**Task objective**
In the data below, replace "grass verge" with "roadside verge" and write out the lines from the one holding "For the scoring pass, find every instance of the bare" through the one holding "[[555, 670]]", inclusive, changing nothing else.

**Supplied data**
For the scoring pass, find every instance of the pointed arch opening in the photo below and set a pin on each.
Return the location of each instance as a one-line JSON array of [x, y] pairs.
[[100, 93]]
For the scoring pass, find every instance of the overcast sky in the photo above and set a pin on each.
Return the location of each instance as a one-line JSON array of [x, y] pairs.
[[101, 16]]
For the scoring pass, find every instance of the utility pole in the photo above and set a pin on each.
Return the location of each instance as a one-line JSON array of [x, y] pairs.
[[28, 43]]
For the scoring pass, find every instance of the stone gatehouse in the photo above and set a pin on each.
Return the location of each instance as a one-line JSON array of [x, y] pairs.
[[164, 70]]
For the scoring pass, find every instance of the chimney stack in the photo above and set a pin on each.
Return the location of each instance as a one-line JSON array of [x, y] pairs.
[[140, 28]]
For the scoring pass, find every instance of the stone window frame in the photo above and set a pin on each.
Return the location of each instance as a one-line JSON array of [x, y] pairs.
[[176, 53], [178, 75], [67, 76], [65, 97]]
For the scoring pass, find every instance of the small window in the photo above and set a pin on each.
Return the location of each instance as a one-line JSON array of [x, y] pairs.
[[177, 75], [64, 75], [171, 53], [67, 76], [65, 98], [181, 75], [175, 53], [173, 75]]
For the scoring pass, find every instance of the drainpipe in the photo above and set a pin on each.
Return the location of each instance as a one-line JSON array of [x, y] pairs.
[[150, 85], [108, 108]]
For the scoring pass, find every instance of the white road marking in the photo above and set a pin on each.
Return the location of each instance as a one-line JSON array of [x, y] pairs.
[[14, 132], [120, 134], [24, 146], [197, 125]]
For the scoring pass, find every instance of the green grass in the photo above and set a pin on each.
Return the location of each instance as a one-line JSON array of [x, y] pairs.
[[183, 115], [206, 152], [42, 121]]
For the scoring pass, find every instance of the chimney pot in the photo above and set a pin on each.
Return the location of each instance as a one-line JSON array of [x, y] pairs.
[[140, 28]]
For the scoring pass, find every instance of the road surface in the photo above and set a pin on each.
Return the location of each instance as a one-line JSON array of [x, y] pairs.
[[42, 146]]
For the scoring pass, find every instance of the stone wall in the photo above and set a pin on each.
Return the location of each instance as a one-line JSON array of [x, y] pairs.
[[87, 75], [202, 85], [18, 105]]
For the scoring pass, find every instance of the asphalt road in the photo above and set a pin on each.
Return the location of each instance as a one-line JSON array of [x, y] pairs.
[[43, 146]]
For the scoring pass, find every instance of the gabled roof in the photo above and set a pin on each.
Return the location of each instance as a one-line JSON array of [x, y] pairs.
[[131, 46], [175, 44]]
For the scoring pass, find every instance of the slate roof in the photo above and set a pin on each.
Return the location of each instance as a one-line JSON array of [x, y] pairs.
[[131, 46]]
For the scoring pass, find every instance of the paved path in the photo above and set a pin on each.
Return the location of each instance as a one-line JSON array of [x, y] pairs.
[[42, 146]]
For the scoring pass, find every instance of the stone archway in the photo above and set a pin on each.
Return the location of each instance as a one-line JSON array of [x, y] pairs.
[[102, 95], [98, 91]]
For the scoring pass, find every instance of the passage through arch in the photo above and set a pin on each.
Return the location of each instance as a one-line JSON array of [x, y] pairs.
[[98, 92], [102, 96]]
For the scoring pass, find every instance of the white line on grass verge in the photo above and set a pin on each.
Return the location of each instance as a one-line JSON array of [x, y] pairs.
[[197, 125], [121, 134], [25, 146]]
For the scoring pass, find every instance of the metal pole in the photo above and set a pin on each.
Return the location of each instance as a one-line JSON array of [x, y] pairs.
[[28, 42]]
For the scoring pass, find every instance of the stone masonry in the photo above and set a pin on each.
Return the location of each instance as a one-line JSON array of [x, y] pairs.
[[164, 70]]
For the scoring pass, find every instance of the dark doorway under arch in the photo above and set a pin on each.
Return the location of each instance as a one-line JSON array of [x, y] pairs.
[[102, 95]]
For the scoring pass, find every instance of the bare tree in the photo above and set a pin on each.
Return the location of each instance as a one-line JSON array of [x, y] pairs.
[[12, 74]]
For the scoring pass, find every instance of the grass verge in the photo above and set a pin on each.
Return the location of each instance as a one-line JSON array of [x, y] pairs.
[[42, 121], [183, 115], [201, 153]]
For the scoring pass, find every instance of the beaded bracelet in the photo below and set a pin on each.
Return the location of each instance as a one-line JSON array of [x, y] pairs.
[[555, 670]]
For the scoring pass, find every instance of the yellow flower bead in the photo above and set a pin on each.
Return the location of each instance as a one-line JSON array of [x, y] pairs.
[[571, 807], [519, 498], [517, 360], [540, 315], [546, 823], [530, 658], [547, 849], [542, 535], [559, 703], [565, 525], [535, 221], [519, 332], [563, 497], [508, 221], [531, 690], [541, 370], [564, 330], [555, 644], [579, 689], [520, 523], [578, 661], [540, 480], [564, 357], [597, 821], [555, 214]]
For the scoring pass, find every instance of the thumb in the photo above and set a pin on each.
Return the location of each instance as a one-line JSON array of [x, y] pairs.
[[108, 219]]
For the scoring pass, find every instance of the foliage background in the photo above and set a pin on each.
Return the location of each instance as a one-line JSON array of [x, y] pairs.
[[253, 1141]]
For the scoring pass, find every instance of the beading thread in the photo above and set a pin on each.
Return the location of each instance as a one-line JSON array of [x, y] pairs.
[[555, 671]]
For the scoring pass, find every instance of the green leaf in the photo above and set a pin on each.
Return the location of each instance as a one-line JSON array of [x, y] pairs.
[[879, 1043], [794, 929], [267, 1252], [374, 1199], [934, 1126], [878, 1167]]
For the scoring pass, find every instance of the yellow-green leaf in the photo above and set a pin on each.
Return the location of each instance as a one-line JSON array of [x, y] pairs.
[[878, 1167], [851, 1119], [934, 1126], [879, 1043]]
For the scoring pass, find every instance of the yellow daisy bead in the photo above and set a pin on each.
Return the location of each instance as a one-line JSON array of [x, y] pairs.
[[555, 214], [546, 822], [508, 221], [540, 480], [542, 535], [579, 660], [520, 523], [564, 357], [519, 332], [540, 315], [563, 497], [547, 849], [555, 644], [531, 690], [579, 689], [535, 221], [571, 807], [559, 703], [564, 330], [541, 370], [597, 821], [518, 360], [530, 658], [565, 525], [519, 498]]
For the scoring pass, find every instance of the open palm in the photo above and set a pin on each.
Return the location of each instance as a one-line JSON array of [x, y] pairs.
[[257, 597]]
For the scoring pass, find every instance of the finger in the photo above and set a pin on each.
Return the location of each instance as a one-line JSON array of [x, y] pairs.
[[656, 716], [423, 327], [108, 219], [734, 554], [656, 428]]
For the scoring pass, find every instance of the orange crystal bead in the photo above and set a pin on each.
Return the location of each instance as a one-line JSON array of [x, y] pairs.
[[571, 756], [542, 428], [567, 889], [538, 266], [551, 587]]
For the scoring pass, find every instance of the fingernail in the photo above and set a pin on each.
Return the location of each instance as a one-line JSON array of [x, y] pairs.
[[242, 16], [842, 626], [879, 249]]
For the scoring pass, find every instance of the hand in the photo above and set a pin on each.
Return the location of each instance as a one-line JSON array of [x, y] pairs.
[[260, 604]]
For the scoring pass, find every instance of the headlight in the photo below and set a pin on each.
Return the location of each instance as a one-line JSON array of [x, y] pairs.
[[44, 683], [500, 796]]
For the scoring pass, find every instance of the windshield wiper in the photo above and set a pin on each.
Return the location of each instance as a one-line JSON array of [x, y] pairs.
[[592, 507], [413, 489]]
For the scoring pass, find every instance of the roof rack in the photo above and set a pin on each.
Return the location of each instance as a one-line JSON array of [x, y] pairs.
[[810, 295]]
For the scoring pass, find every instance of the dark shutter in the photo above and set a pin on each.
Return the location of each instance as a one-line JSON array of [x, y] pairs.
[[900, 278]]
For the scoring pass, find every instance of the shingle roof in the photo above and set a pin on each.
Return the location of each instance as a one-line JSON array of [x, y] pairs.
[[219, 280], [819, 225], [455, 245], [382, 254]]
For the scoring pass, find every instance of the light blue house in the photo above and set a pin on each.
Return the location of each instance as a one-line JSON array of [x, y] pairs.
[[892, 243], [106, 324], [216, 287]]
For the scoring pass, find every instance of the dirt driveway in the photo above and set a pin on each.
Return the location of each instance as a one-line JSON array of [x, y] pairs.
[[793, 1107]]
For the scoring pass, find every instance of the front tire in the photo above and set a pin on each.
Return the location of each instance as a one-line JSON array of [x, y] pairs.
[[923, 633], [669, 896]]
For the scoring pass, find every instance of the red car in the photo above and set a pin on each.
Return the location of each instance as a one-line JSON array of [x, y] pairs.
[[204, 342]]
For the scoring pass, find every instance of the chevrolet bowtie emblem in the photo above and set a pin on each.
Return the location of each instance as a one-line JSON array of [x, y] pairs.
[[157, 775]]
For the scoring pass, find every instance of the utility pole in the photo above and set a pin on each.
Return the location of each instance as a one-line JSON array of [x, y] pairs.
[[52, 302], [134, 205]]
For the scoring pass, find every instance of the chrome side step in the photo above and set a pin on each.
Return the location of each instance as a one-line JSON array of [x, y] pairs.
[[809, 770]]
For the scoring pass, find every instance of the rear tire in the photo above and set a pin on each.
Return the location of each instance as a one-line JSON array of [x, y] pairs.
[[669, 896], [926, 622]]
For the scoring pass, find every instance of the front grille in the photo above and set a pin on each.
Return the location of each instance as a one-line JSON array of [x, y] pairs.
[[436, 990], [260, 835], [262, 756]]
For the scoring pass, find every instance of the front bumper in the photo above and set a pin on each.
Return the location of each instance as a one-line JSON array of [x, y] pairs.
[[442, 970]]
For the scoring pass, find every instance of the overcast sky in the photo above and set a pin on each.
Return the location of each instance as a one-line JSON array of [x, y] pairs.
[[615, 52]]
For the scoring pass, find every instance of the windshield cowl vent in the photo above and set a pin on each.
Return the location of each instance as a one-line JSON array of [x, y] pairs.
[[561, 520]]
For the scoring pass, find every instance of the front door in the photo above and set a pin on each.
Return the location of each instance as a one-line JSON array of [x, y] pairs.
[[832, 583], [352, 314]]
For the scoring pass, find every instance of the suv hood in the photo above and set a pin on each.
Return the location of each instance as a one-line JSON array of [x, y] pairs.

**Solution below**
For the scoring pass, find every instance of the bare tree in the photo above and set a pin on each.
Return the location of each instance as a one-line JSON array of [x, y] pairs.
[[12, 74]]
For the scoring pass, find every instance of the roadside verge in the photo above and set a pin on each.
Return the location of each instance as a one-line JSON array of [x, y] pairs.
[[42, 121], [183, 115], [201, 153]]
For the scoring pass, find every instance of the beaded bracelet in the photo below and set a pin on each.
Return the location of each instance as a one-line JSON array of [x, y] pairs.
[[555, 670]]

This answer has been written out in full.